→ Work to complete
Pick out every line in the records below that contains the string "spire" and copy each one in full.
** START Data for the task **
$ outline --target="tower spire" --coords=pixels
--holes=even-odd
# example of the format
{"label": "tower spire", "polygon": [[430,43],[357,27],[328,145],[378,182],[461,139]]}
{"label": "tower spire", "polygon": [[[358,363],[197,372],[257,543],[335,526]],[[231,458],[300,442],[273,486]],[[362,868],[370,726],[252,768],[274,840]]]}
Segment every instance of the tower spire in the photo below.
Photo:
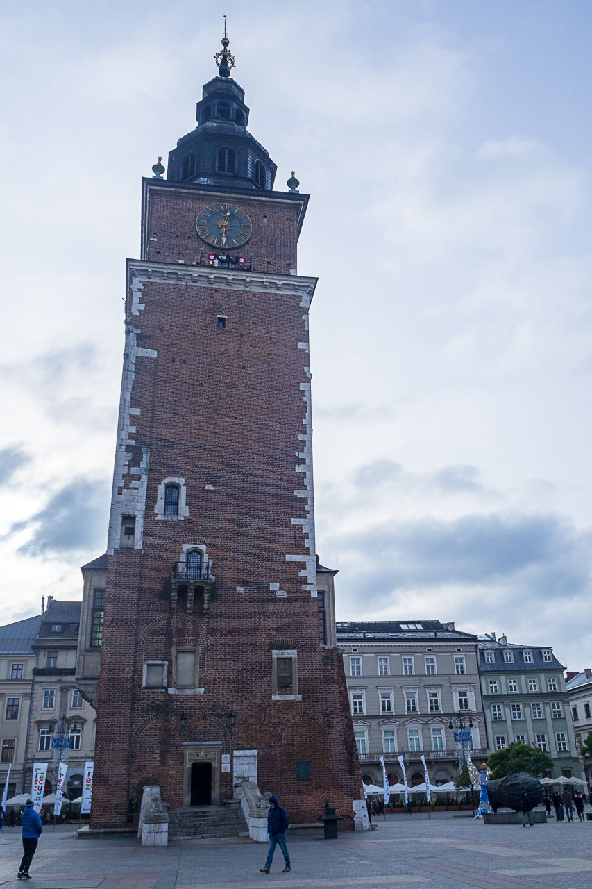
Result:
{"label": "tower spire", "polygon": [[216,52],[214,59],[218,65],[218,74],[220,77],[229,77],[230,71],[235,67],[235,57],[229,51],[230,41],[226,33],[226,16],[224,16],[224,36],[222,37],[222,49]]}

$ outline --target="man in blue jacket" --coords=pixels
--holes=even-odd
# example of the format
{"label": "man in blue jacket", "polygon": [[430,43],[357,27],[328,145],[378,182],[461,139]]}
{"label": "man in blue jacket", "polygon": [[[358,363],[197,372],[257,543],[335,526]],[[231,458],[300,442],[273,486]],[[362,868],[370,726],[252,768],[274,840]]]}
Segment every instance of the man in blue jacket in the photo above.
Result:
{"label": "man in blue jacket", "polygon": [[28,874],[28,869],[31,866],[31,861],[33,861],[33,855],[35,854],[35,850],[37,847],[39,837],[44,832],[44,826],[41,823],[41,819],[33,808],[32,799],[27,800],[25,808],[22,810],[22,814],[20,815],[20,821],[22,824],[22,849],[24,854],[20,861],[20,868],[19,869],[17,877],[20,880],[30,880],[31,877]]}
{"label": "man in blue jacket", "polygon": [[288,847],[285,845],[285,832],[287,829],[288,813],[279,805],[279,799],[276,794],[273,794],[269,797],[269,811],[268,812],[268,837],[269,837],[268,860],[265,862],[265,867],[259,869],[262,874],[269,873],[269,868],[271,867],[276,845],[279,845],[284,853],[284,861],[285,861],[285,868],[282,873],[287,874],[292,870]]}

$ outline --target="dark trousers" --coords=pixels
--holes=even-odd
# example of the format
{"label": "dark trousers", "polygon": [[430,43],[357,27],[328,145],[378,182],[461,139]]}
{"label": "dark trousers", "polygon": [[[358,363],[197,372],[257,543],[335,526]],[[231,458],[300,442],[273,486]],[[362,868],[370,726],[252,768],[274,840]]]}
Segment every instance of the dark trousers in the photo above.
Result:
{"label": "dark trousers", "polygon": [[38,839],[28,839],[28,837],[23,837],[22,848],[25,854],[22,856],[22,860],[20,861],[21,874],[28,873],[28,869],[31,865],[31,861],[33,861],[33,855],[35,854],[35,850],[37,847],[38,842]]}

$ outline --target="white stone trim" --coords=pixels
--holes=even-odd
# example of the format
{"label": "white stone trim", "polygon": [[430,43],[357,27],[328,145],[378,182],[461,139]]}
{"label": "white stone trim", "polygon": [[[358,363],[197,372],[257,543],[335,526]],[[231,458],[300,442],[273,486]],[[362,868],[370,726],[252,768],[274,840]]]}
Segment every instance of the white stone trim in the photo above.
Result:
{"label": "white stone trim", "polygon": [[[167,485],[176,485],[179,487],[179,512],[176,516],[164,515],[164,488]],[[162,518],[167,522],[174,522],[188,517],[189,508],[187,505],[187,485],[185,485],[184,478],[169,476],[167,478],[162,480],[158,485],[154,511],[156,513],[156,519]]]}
** END Data for the task **
** START Data for the task **
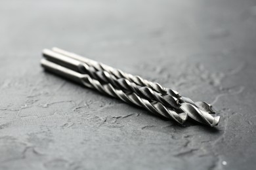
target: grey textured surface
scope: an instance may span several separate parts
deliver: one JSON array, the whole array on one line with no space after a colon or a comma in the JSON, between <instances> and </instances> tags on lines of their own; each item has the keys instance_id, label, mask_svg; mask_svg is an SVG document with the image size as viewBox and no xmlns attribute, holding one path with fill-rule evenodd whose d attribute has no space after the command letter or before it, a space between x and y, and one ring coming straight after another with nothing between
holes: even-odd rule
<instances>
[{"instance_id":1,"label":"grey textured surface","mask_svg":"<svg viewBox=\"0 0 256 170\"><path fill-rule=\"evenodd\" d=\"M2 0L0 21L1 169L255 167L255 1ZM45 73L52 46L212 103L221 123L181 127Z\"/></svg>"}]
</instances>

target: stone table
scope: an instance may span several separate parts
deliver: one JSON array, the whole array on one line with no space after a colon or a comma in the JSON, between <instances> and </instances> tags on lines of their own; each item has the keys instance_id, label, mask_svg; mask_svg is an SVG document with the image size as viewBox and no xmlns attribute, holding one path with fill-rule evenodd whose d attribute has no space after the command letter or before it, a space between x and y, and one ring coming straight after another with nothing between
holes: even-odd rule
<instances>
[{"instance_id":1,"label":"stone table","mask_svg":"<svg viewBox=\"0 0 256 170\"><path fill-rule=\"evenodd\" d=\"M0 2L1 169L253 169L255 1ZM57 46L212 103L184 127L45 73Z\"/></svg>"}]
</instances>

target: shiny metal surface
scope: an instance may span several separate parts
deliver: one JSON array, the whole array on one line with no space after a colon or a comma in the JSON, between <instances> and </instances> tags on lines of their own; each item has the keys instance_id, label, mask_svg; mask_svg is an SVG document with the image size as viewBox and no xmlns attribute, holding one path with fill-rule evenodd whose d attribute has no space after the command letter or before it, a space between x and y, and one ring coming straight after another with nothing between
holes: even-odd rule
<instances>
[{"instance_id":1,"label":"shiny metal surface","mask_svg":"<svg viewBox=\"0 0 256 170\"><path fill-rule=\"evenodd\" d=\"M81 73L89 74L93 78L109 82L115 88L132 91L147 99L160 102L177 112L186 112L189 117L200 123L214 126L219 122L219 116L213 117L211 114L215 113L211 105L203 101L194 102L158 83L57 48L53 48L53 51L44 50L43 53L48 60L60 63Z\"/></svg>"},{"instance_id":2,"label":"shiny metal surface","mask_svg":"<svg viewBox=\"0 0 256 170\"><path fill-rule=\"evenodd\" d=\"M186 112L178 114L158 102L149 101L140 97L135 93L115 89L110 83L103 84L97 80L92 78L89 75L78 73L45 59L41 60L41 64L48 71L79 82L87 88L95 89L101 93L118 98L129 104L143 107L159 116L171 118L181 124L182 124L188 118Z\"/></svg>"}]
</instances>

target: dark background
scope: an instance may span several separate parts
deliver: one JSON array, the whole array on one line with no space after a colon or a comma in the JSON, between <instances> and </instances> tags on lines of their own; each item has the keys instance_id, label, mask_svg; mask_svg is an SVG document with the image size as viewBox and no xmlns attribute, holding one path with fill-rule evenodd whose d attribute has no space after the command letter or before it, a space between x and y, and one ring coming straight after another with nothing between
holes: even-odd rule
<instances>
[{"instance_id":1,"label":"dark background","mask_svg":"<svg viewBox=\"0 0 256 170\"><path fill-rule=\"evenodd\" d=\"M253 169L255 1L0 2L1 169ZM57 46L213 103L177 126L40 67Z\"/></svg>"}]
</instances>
** END Data for the task **
→ Answer to the problem
$ outline --target="tower spire" --coords=pixels
{"label": "tower spire", "polygon": [[430,43],[357,27],[328,145],[378,182],[461,139]]}
{"label": "tower spire", "polygon": [[[358,363],[197,372],[257,543],[335,526]],[[231,458],[300,442],[273,486]],[[362,868],[370,726],[252,768],[274,840]]]}
Segment every instance of the tower spire in the photo below.
{"label": "tower spire", "polygon": [[216,52],[214,59],[218,65],[218,74],[220,77],[229,77],[230,71],[235,67],[235,57],[229,51],[230,41],[226,33],[226,16],[224,16],[224,36],[222,37],[222,49]]}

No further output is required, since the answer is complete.